- **Short exercise**
Output each entry that follows exactly. Images stay out.

--- start Input data ---

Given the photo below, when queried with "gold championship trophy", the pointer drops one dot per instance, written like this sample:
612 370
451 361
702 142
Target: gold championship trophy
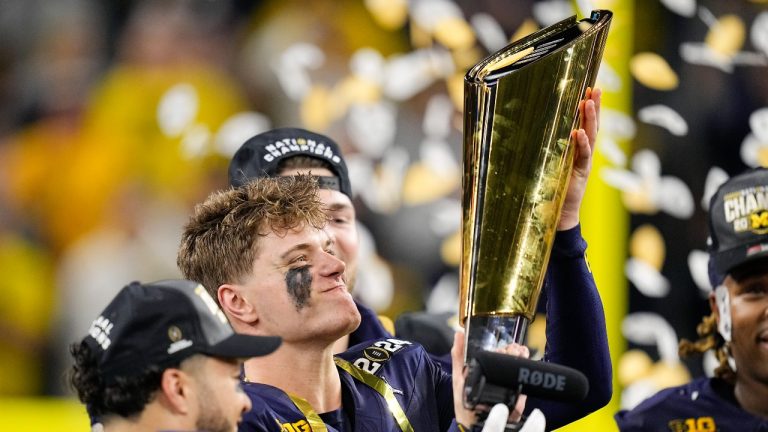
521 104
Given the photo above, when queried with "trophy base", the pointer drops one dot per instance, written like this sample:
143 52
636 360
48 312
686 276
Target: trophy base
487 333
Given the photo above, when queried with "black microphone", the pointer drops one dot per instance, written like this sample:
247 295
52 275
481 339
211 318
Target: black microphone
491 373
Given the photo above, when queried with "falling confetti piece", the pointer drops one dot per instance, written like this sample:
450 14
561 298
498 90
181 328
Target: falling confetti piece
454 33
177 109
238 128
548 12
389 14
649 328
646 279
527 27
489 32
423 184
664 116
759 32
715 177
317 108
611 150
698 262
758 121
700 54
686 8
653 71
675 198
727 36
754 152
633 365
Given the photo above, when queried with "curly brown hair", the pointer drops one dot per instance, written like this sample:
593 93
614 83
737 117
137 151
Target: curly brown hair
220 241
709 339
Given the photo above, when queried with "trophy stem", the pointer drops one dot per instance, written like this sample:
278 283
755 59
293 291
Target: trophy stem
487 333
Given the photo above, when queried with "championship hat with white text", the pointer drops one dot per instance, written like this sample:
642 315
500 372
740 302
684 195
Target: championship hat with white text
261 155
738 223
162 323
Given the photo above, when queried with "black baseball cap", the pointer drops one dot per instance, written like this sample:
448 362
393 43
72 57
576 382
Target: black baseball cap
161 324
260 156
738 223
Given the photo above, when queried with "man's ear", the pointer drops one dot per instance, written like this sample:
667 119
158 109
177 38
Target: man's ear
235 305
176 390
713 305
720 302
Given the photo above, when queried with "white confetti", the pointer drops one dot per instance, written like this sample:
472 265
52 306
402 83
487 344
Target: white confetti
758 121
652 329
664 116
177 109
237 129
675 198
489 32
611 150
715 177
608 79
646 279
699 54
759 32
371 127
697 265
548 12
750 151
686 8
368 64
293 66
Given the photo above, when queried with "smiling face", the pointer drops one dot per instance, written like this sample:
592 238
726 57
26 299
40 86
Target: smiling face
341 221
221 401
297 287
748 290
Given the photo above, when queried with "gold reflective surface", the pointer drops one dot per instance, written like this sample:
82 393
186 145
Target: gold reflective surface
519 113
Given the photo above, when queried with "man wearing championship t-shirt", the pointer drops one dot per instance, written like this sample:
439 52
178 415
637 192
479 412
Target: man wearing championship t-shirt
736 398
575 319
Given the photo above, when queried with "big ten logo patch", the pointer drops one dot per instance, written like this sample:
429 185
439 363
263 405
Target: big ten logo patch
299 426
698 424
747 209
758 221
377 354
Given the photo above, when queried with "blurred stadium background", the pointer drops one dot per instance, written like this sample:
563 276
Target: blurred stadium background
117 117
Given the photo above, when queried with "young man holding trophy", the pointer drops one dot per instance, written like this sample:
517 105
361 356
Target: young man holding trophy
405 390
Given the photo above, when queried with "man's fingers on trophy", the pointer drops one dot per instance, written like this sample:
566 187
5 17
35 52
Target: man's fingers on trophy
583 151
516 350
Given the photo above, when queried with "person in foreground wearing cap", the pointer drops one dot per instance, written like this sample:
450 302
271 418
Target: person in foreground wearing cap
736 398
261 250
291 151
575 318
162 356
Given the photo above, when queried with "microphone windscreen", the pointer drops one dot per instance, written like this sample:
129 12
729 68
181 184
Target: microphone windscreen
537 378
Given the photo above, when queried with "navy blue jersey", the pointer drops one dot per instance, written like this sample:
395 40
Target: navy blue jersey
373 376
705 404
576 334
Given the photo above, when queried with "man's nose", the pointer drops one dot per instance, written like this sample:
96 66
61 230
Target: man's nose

--- end Input data ---

- **Answer for the task**
Given the photo below, when queried with "gold championship trophy", the pointer drops one dot per instance, written like this sample:
612 370
451 361
702 142
Target: gold championship trophy
521 104
Given the photo above, when queried with "trophy base", the pointer drops one dot per instance, written like this sample:
143 52
636 360
48 312
686 276
Target: trophy base
487 333
Given the photo above, when queried with "black microphone", the pointer drops one dot per instance, written like this sample:
247 295
52 275
481 339
211 318
Target: black microphone
491 373
Given the photo above, when queried with "falling confetti piece", the pointer drops one dot per instance, written like this sample:
450 14
561 298
498 90
181 328
Target: falling confetti piece
454 33
177 109
238 128
548 12
389 14
649 328
646 279
527 27
489 32
423 184
664 116
759 32
715 177
317 108
611 150
698 262
758 121
700 54
686 8
653 71
675 198
727 36
754 152
633 365
Given the photo above, when queried with "curly brown hair", the pointer drops one dot per instance, written like this sample:
593 93
614 83
737 117
137 151
Target: curly brown hair
220 241
709 339
Given the photo above, when queried with "trophy stem", the pointer drops one dot per instance, written like this sample:
278 283
755 59
293 291
Target: trophy stem
487 333
Given the photo above, when queried with "championship hat with white text", the pointer drops one dot per instance, written like this sample:
642 315
500 372
740 302
684 195
Target: championship hat with white text
261 155
738 223
162 323
Given the photo above, when queried with "black baseball cap", the pointer drops one dot per instance, written like this sample:
448 362
393 43
72 57
576 382
Target: black baseball cap
161 324
260 156
738 223
Given the photo above, when queried with "man's ear", the pointer drops one dot per instance, written like this sample:
667 119
158 109
177 38
Target: man's ear
235 305
176 390
713 305
720 302
Given the photo above, when queried with "white confetti", the pointer drops one dot per instance, written like this sample:
472 265
52 306
402 83
487 344
Target: white confetti
758 121
652 329
664 116
177 109
237 129
675 198
489 32
611 150
715 177
608 79
646 279
699 54
759 32
371 127
697 265
548 12
750 151
686 8
368 64
293 66
Given the photo above, when queried with "smiling face", the pointer drops one dot per instance, written like this sample:
592 238
726 57
26 299
40 86
Target: smiling face
341 221
221 401
297 287
748 290
Given the photo above, when queried with "gold reflective surface", the pointer drops one dot per instance, written like this sample:
82 393
186 145
Target: gold reflective surface
519 113
Given the photo above, when queried with "man wearing championship t-shirt", the pointer drops one dot per instance, written like this sample:
439 52
178 415
637 192
479 412
Target: man wearing championship t-shirt
736 398
575 319
Given the photo above, when queried with "big ten logo patch", the pointer drops one dot per instance, written like this sample:
429 185
439 363
263 405
Target: big ten logo patch
299 426
698 424
747 209
758 221
377 354
Given the photo above, when queried with "blurred stadium background", the pointer drops one dot per instance, written like this sample:
563 276
Target: blurred stadium background
117 117
Given the photo above, when queried with "young man holding trophy", the pointer drops one dot per instance, written like this sample:
517 105
361 356
Target: young man holding trophy
405 390
Given the photo above, when queried with "man's fingers on trophy", the pointer drops one dot per instance, written like this sample:
566 187
5 17
35 52
Target: man's fingers on trophy
583 151
516 350
Given the photo above, when queried with "person in foreground wearing cap", the pointer drops one dot per instance, written like this sample:
450 302
271 418
Target: person in foreground wearing cap
736 398
261 250
291 151
575 318
162 356
Given the photo above, when queried with "microphone windscreen", the pointer drops one dot per instance, written like this sample:
129 12
729 68
181 184
Target: microphone windscreen
537 378
Given the photo above, when queried with "navy blue jersey", the pointer drops one dot per instance, written like this sample:
395 40
Target: navy blue jersey
373 376
705 404
576 334
Given the photo above, when queried with "man's nose", the pointer drops one dot per instance, written like this sample:
96 66
61 230
Target: man's nose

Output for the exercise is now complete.